-- RECORDS PROVIDED --
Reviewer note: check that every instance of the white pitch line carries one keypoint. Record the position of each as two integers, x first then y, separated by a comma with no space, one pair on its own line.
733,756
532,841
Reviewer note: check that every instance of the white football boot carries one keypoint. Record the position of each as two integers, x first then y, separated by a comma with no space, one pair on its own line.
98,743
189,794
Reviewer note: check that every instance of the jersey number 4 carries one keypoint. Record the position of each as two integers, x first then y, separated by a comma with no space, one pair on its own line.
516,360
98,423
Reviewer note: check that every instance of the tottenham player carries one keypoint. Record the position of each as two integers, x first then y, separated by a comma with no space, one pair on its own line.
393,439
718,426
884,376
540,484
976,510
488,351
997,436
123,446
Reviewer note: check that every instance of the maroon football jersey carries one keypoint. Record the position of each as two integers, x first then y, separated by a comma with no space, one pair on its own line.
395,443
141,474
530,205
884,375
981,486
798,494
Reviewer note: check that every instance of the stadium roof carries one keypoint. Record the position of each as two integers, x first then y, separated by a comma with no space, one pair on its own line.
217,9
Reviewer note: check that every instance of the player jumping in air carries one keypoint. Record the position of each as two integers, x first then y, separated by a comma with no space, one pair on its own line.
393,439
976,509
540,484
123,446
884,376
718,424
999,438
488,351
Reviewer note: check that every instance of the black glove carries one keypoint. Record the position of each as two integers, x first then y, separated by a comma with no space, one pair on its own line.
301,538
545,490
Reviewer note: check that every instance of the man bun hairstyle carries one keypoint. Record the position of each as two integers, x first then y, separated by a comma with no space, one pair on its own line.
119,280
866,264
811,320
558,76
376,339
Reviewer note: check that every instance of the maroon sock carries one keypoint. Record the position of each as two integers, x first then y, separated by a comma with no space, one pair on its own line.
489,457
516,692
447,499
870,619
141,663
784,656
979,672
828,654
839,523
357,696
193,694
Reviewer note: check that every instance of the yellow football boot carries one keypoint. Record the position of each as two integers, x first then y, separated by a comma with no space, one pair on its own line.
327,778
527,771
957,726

-- OBJECTIVE --
Reproduce all of the entries above verbatim, line for line, with no changes to wording, numbers, or punctuation.

-- FULL ANSWER --
Reviewer note: check that every instance of the white pitch line carries one keypoint. Record the position of each as two integers, x first then y, separated by a comma with no space, one pair on its own line.
733,756
532,841
Reviewer note: check that every instance of the white football boot carries one keypoint. Record the position of each as two integers, x first then y, separated by a comma with no space, one pair on its own line.
98,743
189,794
Reviewer note: check that every instance of the jersey number 4 carries one keypoint. Record the position of each as two integers, x first then y, separated by a comma with no space, one pair on its own line.
516,360
98,423
Reviewer note: check that every instance of the tottenham player carries one keypoint. Record the position of each as two integers, x first then y, separated by a comma with no space, one pair on its own line.
393,439
718,426
884,376
540,484
976,510
488,351
997,436
123,446
Reviewer note: check that every instance of the maroon football jersey carries one keypoint. Record the position of each as two integers, x first then y, separated by a comma with no space, one pair on its own line.
395,443
141,474
530,205
884,375
981,486
798,494
Reviewer note: check that every instance of the stadium roof carries one keypoint. Record the position of each as two integers, x first then y, separated by a comma with no space, one pair on its own line.
217,9
Reviewer note: check that every instance of the player jumping in air carries one keypoint. Record the position of each as two integers, x first then y, separated by a comma with no space, one pair on its own line.
393,439
976,509
540,484
123,446
884,376
718,424
999,438
488,351
Reviewer note: check that every instance of the black glove carries one keypoint. Record the position of each as two integers, x first then y, separated by a comma with no space, one pair on its own line.
301,538
545,490
Reviewer note: check that every instance of the man bun hairstyle carries one keypoint. Record the position of each as two integers, x first then y, separated by a comma with no space, one pair on its own line.
119,280
866,264
811,320
558,76
376,339
Reviewer note: check that every instance of the maroon sock carries one keypoint. Record the position of each as two integers, x first then y, separated by a comma with no space, one pair on its own line.
489,457
516,692
447,499
870,619
141,663
784,656
979,672
828,654
839,523
357,696
193,694
Reviewer note: check that every instance of the yellow football boot carries one keypoint. Record the position of each as two integers, x first then y, separated by a comma with no space, one pair on its own line.
327,778
527,771
957,726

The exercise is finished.